### Page text
"""

We stopped to listen to Doreen, a clarinet-playing NOLA staple. She was pretty great, and her daughter accompanied her on the drums.
We stopped into Maskarade, an amazing shop full of locally-made artisanal masks. The owner was super friendly and we had a good time trying things on.
We piled onto a giant steamboat to take a tour of the Mississippi River. Honestly, it was a little hot, dirty, and crowded for me, but we ended up sitting in the main cabin listening to the jazz band for most of our ride. They were great and we got to dance a little!
One of the creepiest/most unique parts of NOLA are the above-ground cemeteries. They're everywhere around the city, with Lafayette being the most famous one in the most dangerous area... so we stayed away from that one.
We went to Lake Lawn Metairie, which has the famous Weeping Angel statue.
The Warehouse District is an up-and-coming area with some truly delicious places. It's not as dangerous as the Bywater, although there was a shooting in this area the day after we visited.
Delicious coffee, beautiful tile floors, what more could you want? I appreciated the cheap prices for pourovers in NOLA, $3.25 vs the usual $5 in Los Angeles.
St. James Cheese Co.
Was excited to try out St. James Cheese Co. Beautiful, airy space, great variety of cheeses and charcuterie, and huge salads. Add a beer and you have my perfect afternoon and a great place to feel a little healthier after all the jambalaya.
After watching the NOLA episode of Somebody Feed Phil, we decided we had to try Cochon Butcher. And I'm so glad we did! These were simple-looking sandwiches, but packed so much flavor and texture. I got the smoked turkey and Matt got the Buckboard bacon melt—both amazing. We went on a Sunday around 11AM, so it wasn't crowded, but i hear it fills up.

"""

### What you need to do
Reproduce word for word the passage of the New Orleans travel account above, starting at "We stopped to" and ending at "Weeping Angel statue.".

### Source data
"""

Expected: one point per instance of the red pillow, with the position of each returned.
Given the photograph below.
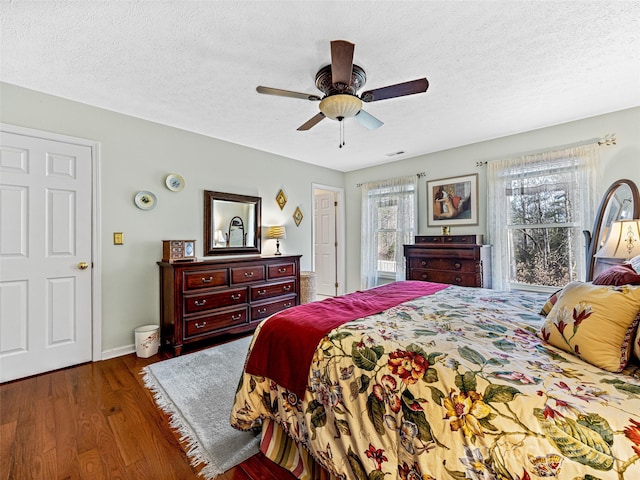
(622, 274)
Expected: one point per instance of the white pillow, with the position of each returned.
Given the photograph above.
(635, 263)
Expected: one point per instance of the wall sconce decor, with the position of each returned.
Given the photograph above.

"""

### Exercise result
We stopped to listen to Doreen, a clarinet-playing NOLA staple. She was pretty great, and her daughter accompanied her on the drums.
We stopped into Maskarade, an amazing shop full of locally-made artisanal masks. The owner was super friendly and we had a good time trying things on.
We piled onto a giant steamboat to take a tour of the Mississippi River. Honestly, it was a little hot, dirty, and crowded for me, but we ended up sitting in the main cabin listening to the jazz band for most of our ride. They were great and we got to dance a little!
One of the creepiest/most unique parts of NOLA are the above-ground cemeteries. They're everywhere around the city, with Lafayette being the most famous one in the most dangerous area... so we stayed away from that one.
We went to Lake Lawn Metairie, which has the famous Weeping Angel statue.